Point labeling entries:
----

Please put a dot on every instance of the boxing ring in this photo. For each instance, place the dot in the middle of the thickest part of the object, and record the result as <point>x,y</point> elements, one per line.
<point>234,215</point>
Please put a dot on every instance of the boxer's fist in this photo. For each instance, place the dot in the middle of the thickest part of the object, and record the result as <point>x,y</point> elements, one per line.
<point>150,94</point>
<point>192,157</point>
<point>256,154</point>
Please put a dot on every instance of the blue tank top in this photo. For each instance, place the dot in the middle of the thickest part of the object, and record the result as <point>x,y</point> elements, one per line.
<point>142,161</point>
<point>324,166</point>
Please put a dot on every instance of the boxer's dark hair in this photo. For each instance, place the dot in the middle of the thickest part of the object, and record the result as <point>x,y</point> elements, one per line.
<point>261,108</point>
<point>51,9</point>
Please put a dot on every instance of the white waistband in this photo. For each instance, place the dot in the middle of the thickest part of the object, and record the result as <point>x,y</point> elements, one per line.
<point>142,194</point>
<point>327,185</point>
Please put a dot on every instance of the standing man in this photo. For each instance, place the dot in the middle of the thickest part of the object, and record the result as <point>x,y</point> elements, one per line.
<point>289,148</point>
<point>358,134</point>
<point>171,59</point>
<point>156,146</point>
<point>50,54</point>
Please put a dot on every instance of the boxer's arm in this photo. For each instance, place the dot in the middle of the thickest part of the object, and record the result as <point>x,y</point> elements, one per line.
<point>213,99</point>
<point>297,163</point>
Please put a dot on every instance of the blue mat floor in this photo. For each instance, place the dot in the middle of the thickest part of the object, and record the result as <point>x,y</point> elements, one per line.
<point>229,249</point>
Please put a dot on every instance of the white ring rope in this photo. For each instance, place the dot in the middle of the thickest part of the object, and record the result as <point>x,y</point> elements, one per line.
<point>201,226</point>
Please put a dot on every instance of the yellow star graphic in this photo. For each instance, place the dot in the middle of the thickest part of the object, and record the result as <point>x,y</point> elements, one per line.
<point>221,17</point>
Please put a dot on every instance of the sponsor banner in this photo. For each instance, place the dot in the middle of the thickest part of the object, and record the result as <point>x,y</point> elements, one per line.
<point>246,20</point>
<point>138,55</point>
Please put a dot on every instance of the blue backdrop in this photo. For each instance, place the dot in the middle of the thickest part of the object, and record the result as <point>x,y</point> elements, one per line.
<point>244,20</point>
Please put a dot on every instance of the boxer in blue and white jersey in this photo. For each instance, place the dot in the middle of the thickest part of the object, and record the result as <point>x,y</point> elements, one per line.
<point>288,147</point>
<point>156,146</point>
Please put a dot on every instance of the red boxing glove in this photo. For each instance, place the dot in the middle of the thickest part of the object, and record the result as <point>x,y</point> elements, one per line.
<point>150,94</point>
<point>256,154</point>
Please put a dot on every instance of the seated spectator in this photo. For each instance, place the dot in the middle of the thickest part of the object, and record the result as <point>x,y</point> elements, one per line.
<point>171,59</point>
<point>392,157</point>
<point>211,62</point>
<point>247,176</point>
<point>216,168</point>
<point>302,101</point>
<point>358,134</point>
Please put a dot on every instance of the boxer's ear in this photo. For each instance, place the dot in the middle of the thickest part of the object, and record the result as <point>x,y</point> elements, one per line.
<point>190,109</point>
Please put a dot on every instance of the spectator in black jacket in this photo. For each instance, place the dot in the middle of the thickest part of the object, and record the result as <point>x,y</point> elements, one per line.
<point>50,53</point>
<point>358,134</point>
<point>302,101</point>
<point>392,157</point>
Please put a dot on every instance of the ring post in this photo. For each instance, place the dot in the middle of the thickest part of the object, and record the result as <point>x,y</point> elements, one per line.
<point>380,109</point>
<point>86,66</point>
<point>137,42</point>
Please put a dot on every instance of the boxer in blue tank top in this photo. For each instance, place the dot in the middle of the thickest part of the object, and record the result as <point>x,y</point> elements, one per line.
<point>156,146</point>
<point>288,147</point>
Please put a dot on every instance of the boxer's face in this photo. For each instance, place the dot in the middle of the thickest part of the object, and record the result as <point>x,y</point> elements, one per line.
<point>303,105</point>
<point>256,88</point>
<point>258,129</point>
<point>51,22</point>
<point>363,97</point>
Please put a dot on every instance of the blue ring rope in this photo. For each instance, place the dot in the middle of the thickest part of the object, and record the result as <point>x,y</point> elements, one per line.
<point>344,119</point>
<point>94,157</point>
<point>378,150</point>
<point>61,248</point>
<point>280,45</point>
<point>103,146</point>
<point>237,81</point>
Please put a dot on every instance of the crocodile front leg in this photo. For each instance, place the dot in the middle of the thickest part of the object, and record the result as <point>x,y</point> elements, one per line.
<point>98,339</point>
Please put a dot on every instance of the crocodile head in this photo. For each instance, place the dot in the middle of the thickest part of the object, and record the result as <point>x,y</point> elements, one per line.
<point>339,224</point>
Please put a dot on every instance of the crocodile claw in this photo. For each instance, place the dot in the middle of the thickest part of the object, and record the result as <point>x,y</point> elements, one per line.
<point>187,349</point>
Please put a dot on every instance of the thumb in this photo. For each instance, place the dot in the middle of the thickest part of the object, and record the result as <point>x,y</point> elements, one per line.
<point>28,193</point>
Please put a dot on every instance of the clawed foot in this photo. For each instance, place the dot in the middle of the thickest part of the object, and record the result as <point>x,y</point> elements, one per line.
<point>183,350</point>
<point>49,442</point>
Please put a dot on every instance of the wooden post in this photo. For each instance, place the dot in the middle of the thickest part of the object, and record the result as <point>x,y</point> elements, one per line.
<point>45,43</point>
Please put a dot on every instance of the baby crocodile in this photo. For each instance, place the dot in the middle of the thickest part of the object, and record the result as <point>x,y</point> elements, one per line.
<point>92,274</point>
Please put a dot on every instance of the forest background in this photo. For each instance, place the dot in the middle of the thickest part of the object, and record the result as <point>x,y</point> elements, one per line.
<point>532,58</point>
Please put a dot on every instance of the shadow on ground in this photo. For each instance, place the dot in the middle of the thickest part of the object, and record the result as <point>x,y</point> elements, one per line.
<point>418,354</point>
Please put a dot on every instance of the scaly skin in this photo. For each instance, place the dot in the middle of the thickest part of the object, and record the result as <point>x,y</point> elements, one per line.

----

Rewrite all of the entries above with "thickest part" changed to "widest part" each time it appears and every other word kept the same.

Please put a dot on every instance of the boxing ring in this photo. For each instance, place the dot in the middle of the widest part of the object, and record the result as <point>x,y</point> elements, one per line.
<point>234,215</point>
Please put a dot on every instance of the boxer's fist in this photo. For each instance, place the dot in the middle of the widest part of the object, and record the result as <point>x,y</point> elements, one per line.
<point>150,94</point>
<point>192,157</point>
<point>256,154</point>
Please put a dot on every instance of the blue tank top in this photo. For each instance, place the dot in the middle of the widest part of the object, and record the result as <point>x,y</point> elements, one per line.
<point>142,161</point>
<point>324,166</point>
Please put a dot on every instance of the boxer's dark hair in this photo. For each instance, place the dot in the middle of the widest part of the object, and record the result as <point>x,y</point> elements, one per line.
<point>261,108</point>
<point>51,9</point>
Please put a dot on every instance of the white waistband in this photo. For each instance, place the dot in the middle of the widest part of the object, and record the result as <point>x,y</point> elements, one per line.
<point>142,194</point>
<point>327,185</point>
Please put a dot on every instance of the standing man in this photo. For each instance, place the dot in the middle of the widest part of the object, and record the result as <point>x,y</point> elements, one per line.
<point>289,148</point>
<point>358,134</point>
<point>171,59</point>
<point>156,146</point>
<point>50,54</point>
Please put a dot on every instance of the boxer's arm in this photo. For each instance, place the dot in the middle of the widest part of the object, and record the result as <point>x,y</point> elements, one per line.
<point>213,99</point>
<point>297,163</point>
Please put a dot on every instance of the blue mat floor in this photo. For each instance, place the dot in the middle of the widest part of the object, and record the result as <point>x,y</point> elements, one per line.
<point>229,249</point>
Please put a dot on every instance of the white ring rope in this photo. For each instance, place the dot in the middle of the widest part of the object, and record the result as <point>x,y</point> elements, one per line.
<point>201,226</point>
Please put a dot on every instance of the yellow star graphic in this photo. For each instance, place the dot in the middle of the widest part of the object, and record the result as <point>x,y</point> elements, one per line.
<point>221,17</point>
Please put a dot on every instance of the sponsor banner in this photo. For each instance, place the dot in the middle of the widest part of the object, and record the result as <point>x,y</point> elements, one per line.
<point>246,20</point>
<point>138,55</point>
Please put a dot on every instance of the blue backdrop in this photo. For each instance, place the dot in the middle of the widest part of the object, and record the result as <point>x,y</point> elements, one per line.
<point>244,20</point>
Please put a dot on every instance of the boxer in blue and white jersey in this photo. For each instance, place the dot in the middle of the widest part of the object, and record the result as <point>x,y</point> elements, one per line.
<point>288,147</point>
<point>156,146</point>
Please put a dot on every instance of the red boxing glove in this photo. For each instance, place the dot in the middle of the widest part of the object, and record the result as <point>x,y</point> elements, one per line.
<point>150,94</point>
<point>256,154</point>
Please put a dot on every instance of the seated spectator in this photo. For each instance, place the dot in the middle of the widest part of the object, and record the result as <point>x,y</point> elements, one per line.
<point>171,59</point>
<point>392,157</point>
<point>211,62</point>
<point>247,176</point>
<point>216,168</point>
<point>302,101</point>
<point>358,134</point>
Please put a dot on every instance of the boxer's ear in this photo. For each instance, place the dot in the middle of the widest part of the object, and record the result as <point>x,y</point> elements, one per line.
<point>190,109</point>
Please put a dot on every instance of the spectator in black jacket in this photo. For each instance, place the dot in the middle of the widest part of the object, and record the result as <point>x,y</point> elements, one per line.
<point>50,53</point>
<point>358,134</point>
<point>302,101</point>
<point>392,157</point>
Please put a dot on every instance of the ring post in this photo. For each instance, place the dot in the middle of the widest part of the object, and record the result as <point>x,y</point> elements, one per line.
<point>380,109</point>
<point>86,66</point>
<point>137,42</point>
Please put a dot on every instance of the boxer in blue tank top in this photo. For each instance, place the dot in the middle of the widest part of the object, and record the result as <point>x,y</point> elements, one per line.
<point>156,146</point>
<point>288,147</point>
Please put a dot on every instance of the boxer's face in this photo. For each instance, place the dot in the middle of the widest part of the object, and record the result as <point>x,y</point> elements, one per line.
<point>303,105</point>
<point>256,88</point>
<point>258,129</point>
<point>51,22</point>
<point>363,97</point>
Please put a dot on every instance of the blue ring rope in this photo. For each instance, place the dot in the middle of the widest part of the object, and record the result as <point>x,y</point> elements, one per line.
<point>344,119</point>
<point>94,157</point>
<point>378,150</point>
<point>61,248</point>
<point>280,45</point>
<point>103,146</point>
<point>237,81</point>
Please put a dot on every instance of the crocodile front leg in this photo. For each instance, place the dot in the middle of the widest part of the object, and record the result as <point>x,y</point> elements, one per line.
<point>98,339</point>
Please put a dot on every instance of the crocodile head in this photo. For each instance, place the dot in the middle of the widest part of the object, and record the result as <point>x,y</point> elements, one per line.
<point>339,224</point>
Please put a dot on every instance of the crocodile claw in this photo. For each instance, place the dot in the middle of the widest part of the object, and record the result as <point>x,y</point> elements, one per line.
<point>187,349</point>
Please put a dot on every instance of the thumb in this photo. For each instance, place the dot in the middle of the widest part of the object, and record the result as <point>x,y</point> elements, one per line.
<point>28,193</point>
Please put a dot on every instance of the clawed foot in this photo. For each instance, place the dot in the middle of the widest part of the object, and record the result as <point>x,y</point> elements, one per line.
<point>183,350</point>
<point>49,442</point>
Please put a dot on every instance of the wooden post in this photo. For each instance, place the dot in the middle of the widest part of the object, and record the result as <point>x,y</point> elements, one per line.
<point>45,43</point>
Please put a dot on every instance of the baby crocodile in this photo. For each instance, place the dot in the middle of the widest part of the object, and record the result as <point>x,y</point> elements, one per line.
<point>92,274</point>
Please put a dot on every instance of the forest background in this photo. For each instance, place the dot in the middle of the widest part of the object, and record the result as <point>x,y</point> elements, one per line.
<point>532,58</point>
Please put a dot on every instance of the shadow on ground in this photo. For each instance, place the dot in the middle of the widest part of the object, and record the result as <point>x,y</point> elements, one per line.
<point>418,354</point>
Please put a dot on every instance of the scaly skin in this photo. For each instance, place the dot in the middle of the widest part of the object, and record the result as <point>x,y</point> elements, one per line.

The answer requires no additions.